(Entries from a point annotation set)
============
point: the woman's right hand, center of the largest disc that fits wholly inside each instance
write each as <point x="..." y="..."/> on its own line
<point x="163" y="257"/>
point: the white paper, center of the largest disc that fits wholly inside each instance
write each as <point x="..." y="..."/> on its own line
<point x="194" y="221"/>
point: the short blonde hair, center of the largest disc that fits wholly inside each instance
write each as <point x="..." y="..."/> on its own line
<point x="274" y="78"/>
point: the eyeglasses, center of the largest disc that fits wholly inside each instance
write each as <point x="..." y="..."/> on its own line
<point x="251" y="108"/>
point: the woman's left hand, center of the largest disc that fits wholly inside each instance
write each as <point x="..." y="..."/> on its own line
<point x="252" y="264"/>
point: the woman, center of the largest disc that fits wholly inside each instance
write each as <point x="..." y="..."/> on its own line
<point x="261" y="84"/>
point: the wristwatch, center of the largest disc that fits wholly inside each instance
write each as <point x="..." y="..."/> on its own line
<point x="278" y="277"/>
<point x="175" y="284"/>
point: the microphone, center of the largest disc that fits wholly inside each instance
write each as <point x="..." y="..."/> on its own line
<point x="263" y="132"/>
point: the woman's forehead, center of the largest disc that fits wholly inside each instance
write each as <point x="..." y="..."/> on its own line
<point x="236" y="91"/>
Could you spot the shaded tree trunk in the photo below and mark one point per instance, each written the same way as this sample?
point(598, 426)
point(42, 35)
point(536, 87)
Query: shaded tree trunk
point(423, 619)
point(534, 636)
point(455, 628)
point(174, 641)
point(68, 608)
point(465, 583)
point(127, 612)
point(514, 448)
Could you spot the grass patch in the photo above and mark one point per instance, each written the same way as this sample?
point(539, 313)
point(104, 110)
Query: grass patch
============
(SHORT PROBLEM): Print the material above once more, exactly.

(WRITTEN RESPONSE):
point: the woman's right hand, center of the largest disc that fits wholly inside each instance
write each as <point x="..." y="..."/> on its own line
<point x="163" y="257"/>
point: the white paper, center of the largest disc that fits wholly inside each instance
write each as <point x="..." y="..."/> on its own line
<point x="194" y="221"/>
point: the short blonde hair, center of the largest disc that fits wholly inside each instance
write each as <point x="..." y="..."/> on its own line
<point x="274" y="78"/>
point: the eyeglasses, center of the largest disc that fits wholly inside each instance
write each as <point x="..." y="..."/> on its own line
<point x="251" y="108"/>
point: the woman's left hand, center of the largest disc that fits wholly inside each instance
write each as <point x="..." y="..."/> on its own line
<point x="252" y="264"/>
point: the woman, center of the largest disc that fits wholly inside each instance
write each as <point x="..." y="..."/> on its own line
<point x="261" y="84"/>
point: the wristwatch, center of the largest disc that fits wholly inside each instance
write each as <point x="..." y="..."/> on its own line
<point x="278" y="277"/>
<point x="175" y="284"/>
point: the microphone, center of the largest disc that fits wholly inside each instance
write each as <point x="..." y="..."/> on its own line
<point x="263" y="132"/>
point: the woman's forehead, center of the largest disc that fits wholly inside each instance
write each as <point x="..." y="..."/> on its own line
<point x="236" y="91"/>
Could you spot the shaded tree trunk in the photo below and mark one point per instance, each written the same way as this sample?
point(598, 426)
point(42, 35)
point(536, 87)
Query: shaded tree trunk
point(423, 619)
point(534, 636)
point(455, 628)
point(174, 641)
point(68, 608)
point(465, 583)
point(127, 612)
point(514, 448)
Could you spot the grass patch in the photo above and mark one point per instance, each written the same way as this sample?
point(539, 313)
point(104, 110)
Query: grass patch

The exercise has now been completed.